Task statement: Revise the stretch from the line containing "[locate] sky (one marker per instance)" through the end of the material by changing "gravel ground" to "sandy ground", and give back only those lines with nothing else altered.

Entries supplied:
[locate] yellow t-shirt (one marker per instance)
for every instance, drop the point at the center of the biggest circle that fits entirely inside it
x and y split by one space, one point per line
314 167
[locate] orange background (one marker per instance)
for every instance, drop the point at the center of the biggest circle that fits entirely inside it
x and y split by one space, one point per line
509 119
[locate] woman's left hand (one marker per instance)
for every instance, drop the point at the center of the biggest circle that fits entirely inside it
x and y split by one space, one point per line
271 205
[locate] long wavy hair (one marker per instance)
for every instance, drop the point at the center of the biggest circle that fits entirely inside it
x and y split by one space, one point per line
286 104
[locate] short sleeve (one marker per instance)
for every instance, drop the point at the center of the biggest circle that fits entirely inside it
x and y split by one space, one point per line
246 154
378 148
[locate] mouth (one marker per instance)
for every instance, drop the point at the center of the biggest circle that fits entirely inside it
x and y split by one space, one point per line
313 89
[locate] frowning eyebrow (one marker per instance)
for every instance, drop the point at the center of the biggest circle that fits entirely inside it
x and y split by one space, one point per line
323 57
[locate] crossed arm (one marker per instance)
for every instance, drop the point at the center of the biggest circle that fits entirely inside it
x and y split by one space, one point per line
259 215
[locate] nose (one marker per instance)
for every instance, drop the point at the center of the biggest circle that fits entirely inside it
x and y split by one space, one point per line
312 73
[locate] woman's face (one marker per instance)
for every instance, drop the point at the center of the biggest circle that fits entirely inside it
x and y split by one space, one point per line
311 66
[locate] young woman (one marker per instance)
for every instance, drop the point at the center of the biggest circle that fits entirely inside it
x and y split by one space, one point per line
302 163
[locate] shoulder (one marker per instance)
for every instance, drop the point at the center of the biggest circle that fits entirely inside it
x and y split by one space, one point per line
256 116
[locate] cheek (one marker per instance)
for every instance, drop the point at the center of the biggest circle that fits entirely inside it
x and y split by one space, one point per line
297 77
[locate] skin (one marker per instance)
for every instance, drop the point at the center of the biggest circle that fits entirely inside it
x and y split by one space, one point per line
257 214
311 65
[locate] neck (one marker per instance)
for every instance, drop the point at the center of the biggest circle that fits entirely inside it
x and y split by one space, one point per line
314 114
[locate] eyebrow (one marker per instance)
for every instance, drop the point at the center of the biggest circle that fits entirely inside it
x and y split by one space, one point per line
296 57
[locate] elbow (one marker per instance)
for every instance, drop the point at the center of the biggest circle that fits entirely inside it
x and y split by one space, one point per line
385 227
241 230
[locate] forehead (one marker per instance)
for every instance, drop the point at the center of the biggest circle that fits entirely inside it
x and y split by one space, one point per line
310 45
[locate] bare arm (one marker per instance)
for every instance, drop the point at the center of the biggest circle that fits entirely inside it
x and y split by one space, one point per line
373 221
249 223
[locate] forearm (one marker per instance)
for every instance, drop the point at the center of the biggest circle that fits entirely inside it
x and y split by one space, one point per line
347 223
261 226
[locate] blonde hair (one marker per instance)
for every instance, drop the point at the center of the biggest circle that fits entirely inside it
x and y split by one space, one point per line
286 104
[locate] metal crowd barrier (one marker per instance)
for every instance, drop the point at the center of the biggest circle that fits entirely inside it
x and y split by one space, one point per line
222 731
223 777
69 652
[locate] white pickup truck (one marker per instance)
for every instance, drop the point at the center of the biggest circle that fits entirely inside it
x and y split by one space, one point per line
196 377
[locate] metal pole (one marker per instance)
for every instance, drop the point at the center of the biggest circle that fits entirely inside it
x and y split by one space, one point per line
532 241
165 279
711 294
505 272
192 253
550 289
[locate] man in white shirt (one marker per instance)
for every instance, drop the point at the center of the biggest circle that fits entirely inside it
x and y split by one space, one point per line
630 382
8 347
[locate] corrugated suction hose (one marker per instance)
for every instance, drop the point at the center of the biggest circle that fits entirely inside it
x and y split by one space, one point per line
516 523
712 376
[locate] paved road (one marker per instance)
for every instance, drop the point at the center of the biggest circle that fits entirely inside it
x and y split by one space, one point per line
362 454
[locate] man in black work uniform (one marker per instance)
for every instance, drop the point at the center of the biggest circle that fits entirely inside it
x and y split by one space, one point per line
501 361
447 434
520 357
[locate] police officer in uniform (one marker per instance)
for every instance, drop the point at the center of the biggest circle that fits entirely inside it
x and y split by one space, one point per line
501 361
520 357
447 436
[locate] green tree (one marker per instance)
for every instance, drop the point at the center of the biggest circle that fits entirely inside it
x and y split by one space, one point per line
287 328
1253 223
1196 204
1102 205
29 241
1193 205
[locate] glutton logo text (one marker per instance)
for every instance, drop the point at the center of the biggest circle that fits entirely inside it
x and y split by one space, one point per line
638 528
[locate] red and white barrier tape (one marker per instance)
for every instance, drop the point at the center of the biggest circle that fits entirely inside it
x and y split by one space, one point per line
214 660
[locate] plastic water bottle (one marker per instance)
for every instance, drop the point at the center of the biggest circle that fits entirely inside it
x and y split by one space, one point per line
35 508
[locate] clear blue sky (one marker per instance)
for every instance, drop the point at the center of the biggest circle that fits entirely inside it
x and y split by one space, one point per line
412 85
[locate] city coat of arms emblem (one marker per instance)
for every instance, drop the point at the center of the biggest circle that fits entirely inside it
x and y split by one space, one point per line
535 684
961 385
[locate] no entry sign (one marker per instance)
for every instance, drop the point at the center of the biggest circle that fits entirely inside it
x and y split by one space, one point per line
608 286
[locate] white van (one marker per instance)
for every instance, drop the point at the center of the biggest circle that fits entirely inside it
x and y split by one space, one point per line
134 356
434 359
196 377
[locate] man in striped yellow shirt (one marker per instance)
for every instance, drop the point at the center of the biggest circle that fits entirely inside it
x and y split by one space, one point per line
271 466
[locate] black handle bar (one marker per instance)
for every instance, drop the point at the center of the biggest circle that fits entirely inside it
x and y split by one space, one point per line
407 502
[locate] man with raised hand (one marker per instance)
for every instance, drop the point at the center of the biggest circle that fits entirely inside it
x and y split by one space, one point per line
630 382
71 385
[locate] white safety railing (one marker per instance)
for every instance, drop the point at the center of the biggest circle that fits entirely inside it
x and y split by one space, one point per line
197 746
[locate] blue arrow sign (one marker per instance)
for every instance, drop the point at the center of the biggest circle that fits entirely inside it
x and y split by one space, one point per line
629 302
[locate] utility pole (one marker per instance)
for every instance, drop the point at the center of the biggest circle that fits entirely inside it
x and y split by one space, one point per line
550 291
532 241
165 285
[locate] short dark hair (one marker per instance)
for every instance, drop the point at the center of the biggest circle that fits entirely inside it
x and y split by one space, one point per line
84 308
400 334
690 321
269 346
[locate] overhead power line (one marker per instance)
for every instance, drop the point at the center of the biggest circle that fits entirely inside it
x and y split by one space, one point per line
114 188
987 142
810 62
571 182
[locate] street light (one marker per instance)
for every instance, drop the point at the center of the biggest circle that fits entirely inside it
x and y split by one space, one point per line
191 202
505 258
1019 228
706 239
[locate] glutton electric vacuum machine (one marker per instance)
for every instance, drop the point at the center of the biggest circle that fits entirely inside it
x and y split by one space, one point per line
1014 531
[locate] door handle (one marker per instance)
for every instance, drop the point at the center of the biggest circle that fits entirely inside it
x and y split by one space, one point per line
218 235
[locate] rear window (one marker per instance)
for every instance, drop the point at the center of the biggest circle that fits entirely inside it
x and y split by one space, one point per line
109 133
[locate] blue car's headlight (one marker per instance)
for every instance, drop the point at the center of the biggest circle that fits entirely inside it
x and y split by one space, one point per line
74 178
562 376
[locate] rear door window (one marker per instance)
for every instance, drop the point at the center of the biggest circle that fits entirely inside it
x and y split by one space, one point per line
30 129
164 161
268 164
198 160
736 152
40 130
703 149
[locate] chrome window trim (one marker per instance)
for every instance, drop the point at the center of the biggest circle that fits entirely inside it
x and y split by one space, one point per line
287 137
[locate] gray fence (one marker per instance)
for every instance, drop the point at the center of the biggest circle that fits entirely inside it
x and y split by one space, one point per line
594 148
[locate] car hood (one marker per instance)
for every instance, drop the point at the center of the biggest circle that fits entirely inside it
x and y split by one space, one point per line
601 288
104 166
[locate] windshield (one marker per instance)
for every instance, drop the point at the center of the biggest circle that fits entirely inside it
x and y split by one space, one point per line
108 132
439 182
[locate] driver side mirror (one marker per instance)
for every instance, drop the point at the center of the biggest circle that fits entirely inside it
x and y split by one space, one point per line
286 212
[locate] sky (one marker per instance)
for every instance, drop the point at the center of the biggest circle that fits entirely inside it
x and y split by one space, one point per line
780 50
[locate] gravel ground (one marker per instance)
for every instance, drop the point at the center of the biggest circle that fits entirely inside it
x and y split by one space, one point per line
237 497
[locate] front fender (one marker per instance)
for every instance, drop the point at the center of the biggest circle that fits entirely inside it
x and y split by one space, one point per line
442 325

Written response:
[locate] sky (one marker per instance)
for every instance, drop the point at the center of the biggest circle that fits entirely inside it
x and y split by one space, one point per line
780 50
[locate] sandy ground (one marker per instance)
for every instance, drop the point at the center of the biggest circle that fits entirely inside it
x and y split by one space, one point per line
237 497
[locate] front fender (one marker per instance)
for every instance, drop the point at the center of the biggest circle that fits entirely inside it
x and y split by one space, one point per line
442 325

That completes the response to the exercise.